[[ QUOTED PASSAGE open ]]

Well, hello! It's been a very long time. Truthfully, I haven't wanted to write. My entire being has been through an emotional rollercoaster this year and it felt easier to hide. Whew--even writing that I was hiding was difficult to type.
The last time we "spoke", I had been broken up with as a wonderful 40th birthday gift. What a way to start a new year! That was complete sarcasm, in case I didn't convey it as such. My loved ones stepped in big time for me at that moment and I will forever be grateful. The rest of my year has been a journey of ups and downs, honestly. As much as I am blessed that the relationship ended, I beat myself up over my many mistakes. I'm human, what can I say?
So what have I been up to? I've traveled a bit, I've cried a lot, I have laughed and I started dating again. I moved to a different city (same metro area), I've deepened some friendships and some have drifted away. I've experienced covid twice, in a mere ten weeks. I've lived in 2022 which is a far cry from 2020 - 2021. I don't have the bandwidth to write everything that has happened since January, but I would like to journal a bit about an experience I had recently.
For those unaware, I am a birthmother. That means I chose to place my son for adoption before he was born. No, I didn't give my baby up. No, I didn't give him away. And no, foster care and adoption are not the same thing. We can have a deeper discussion in the future about this if you'd like.

[[ QUOTED PASSAGE closed ]]
[[ STUDY MATERIAL open ]]

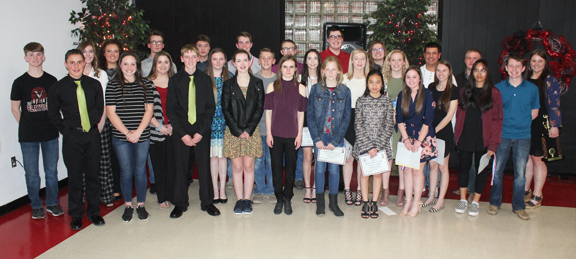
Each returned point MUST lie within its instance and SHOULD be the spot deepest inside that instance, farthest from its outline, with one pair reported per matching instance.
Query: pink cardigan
(491, 122)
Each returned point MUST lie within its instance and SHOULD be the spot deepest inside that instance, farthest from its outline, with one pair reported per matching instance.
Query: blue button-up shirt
(518, 103)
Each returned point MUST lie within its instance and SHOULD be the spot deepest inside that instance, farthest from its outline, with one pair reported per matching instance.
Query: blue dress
(218, 123)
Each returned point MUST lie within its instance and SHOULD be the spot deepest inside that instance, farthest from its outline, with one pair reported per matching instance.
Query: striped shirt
(130, 105)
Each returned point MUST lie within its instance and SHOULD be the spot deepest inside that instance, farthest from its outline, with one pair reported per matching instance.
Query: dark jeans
(283, 148)
(30, 155)
(132, 158)
(81, 152)
(466, 158)
(162, 157)
(520, 149)
(182, 157)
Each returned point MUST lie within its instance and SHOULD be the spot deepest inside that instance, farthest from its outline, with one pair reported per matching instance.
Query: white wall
(23, 21)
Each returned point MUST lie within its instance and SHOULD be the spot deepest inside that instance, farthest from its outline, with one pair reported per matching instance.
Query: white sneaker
(258, 198)
(461, 207)
(272, 198)
(474, 209)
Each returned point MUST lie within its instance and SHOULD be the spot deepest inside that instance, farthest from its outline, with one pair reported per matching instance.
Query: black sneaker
(37, 213)
(127, 216)
(239, 207)
(247, 207)
(55, 210)
(142, 213)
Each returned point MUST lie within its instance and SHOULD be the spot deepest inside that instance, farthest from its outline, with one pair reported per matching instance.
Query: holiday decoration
(102, 20)
(403, 24)
(563, 65)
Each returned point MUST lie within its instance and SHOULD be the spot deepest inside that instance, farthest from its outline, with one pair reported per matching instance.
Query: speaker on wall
(354, 35)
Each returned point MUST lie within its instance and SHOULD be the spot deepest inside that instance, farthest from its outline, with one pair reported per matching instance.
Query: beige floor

[[ STUDY MATERIAL closed ]]

According to the blog post above, how many times did the writer have covid, and within what span of time?

Twice, within ten weeks.